Soal Batas Wilayah Aceh, YARA Surati Kementerian Hukum dan HAM

BANDA ACEH | Yayasan Advokasi Rakyat Aceh (YARA) menyorot soal frasa “sesuai ketentuan 1 Juli 1956” yang ditambah dalam revisi UUPA pasal 3 tentang Batas Wilayah Aceh.

Safruddin,S.H selaku ketua YARA mengatakan bahwa ‘ketentuan 1 Juli 1956’ disinyalir tidak memiliki peta batas Aceh yang dapat dipertanggungjawabkan.

“Kami sudah surati Lembaga Wali Nanggroe, DPRA melalui Partai Aceh, BPN, Kementrian Hukum dan HAM, Sekretariat Negara, dan mempertanyakan dimana peta 1 Juli 1956, tidak ada yang punya. Kalau tidak ada yang punya, bagaimana kita bisa sepakati batas Aceh itu. Gak ada peta nya,” Ujar Safruddin Kamis, (23/3/2023).

Untuk itu, YARA juga menyarankan kepada DPRA agar tidak perlu memasukkan kalimat-kalimat yang tidak bisa dipertanggungjawabkan nantinya.

“Lain cerita jika DPRA sudah punya peta Aceh 1 Juli 1956 sekarang, namun berdasarkan surat yang kami terima dari DPRA tahun 2021 bahwa DPRA tidak menguasai peta tersebut,” ucapnya.

Safaruddin mengaku, soal batas wilayah Aceh memang tercantum dalam MoU Helsinki pada angka 1.1.4 melalui ‘ketentuan 1 Juli 1956’. Akan tetapi, sambungnya, soal ketentuan soal 1 Juli 1956 ini harus di breakdown kembali, dan ditemukan bagaimana landasan historis serta yuridisnya.

════════════════════

◆ Tugas 1
Sebutkan semua pihak yang menurut berita tentang batas wilayah Aceh telah disurati oleh YARA.
◆ Tugas 2
Lanjutkan berita tentang batas wilayah Aceh mulai setelah kalimat terakhirnya.
Materi yang disertakan tidak diperlukan untuk pengerjaan ini.

════════════════════

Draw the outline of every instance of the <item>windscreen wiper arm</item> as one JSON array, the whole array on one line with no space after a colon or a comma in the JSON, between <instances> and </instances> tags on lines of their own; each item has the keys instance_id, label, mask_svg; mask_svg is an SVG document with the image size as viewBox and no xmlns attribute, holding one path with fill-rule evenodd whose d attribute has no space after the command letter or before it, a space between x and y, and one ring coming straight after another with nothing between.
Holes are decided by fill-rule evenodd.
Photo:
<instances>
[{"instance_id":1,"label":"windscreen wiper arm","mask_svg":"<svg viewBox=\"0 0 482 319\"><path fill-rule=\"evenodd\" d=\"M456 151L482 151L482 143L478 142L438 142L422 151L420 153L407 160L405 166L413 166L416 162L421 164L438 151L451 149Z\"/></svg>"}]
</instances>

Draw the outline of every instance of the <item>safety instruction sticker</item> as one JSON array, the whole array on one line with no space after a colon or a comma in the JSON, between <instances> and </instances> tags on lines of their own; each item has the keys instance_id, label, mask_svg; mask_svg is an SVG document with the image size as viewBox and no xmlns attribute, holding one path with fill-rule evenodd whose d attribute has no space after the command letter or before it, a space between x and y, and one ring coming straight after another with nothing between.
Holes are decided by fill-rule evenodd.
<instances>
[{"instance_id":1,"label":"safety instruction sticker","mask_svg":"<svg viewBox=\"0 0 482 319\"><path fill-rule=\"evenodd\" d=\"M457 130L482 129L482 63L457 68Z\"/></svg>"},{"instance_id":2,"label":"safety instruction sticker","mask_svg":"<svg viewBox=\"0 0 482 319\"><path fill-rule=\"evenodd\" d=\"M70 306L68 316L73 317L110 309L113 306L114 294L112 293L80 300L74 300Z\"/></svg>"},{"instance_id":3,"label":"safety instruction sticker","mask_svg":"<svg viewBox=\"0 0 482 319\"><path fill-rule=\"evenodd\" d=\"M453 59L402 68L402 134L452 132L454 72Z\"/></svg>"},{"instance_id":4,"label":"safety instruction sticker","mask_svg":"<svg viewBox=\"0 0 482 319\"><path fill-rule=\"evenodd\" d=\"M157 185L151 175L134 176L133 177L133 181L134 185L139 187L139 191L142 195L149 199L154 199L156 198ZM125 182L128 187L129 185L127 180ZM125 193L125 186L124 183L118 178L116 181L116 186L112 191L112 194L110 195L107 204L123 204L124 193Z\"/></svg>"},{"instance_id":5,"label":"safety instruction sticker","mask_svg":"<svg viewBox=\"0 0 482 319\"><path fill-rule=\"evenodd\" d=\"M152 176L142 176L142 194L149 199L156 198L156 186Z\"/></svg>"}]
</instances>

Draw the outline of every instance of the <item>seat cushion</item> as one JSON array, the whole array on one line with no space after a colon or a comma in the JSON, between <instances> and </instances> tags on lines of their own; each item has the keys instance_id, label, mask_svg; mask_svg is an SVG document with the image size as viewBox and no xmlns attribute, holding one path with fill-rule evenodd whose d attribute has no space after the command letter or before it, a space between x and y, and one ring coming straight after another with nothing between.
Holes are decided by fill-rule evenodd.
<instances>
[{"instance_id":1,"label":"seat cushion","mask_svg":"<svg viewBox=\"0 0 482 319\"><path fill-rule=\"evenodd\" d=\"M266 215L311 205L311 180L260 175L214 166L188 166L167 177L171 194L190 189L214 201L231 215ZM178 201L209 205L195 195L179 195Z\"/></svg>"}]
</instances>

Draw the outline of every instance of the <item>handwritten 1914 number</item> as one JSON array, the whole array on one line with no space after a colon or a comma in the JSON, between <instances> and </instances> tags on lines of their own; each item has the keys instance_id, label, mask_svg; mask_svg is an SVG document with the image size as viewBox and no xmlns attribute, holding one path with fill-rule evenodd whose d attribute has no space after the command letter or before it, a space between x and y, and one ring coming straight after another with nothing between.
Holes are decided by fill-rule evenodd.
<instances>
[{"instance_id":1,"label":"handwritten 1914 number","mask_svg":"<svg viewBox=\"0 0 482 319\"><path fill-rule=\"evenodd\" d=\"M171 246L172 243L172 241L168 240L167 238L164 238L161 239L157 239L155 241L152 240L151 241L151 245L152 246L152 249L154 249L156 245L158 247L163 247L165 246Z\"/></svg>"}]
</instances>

════════════════════

◆ Jawaban 1
Lembaga Wali Nanggroe, DPRA melalui Partai Aceh, BPN, Kementrian Hukum dan HAM, dan Sekretariat Negara.

◆ Jawaban 2
“Sekarang peta nya gak ada. Oke lah secara historis kita dapat menemukan melalui prasasti-prasasti tentang batas wilayah Aceh. Tapi itu kan masih membutuhkan pendekatan untuk memastikan soal ini. Karena kalau ini dibawa ke pusat, pasti ditanyakan. Jadi hanya menambah waktu perdebatan saja,” jelas dia.

Ia berharap, para pihak yang terlibat dalam proses penyusunan draft revisi UUPA ini agar fokus pada penguatan kewenangan yang memiliki orientasi pada peningkatan kesejahteraan rakyat Aceh dan kemaslahatan umat.

“Untuk apa kita minta wilayah sampai ke Riau misalnya, tapi kita gak mampu mewujudkan soal kesejahteraan. Dengan cakupan 23 Kabupaten/kota yang sudah ada saat ini, kita masih juara 1 termiskin se Sumatera. Jadi gak usah memiliki nafsu besar, tapi kemampuan tidak ada,” ujar Safaruddin.

“Kami terus mendorong agar draft yang disosialisasikan oleh DPRA ini bisa menampung seluruh aspirasi masyarakat Aceh sehingga ketentuan-ketentuan dalam perubahan UU 11/2006 ini bisa bertahan dalam waktu yang lama,” tambah dia.

Bendera Aceh

Saat disinggung soal kewenangan terhadap bendera, Safaruddin mengaku belum membaca secara detil draft perubahan UUPA yang memuat persoalan tersebut.

Pun demikian, kata Safaruddin, Aceh memiliki kewenangan untuk membuat bendera daerah yang dituangkan melalui Qanun. Hanya saja, terdapat sejumlah ketentuan yang membatasi beberapa norma, diantaranya tidak boleh menyamai bendera separatis, dan sebagainya.

“Kebetulan Qanun bendera yang dibuat itu kan menyerupai menurut pusat. Tapi ini kan masih dalam tahapan negosiasi,” jelas dia.

Mengomentari hal tersebut, ia menilai belum ada titik temu antara pusat dan Aceh dalam memaknai perspektif kebangsaan.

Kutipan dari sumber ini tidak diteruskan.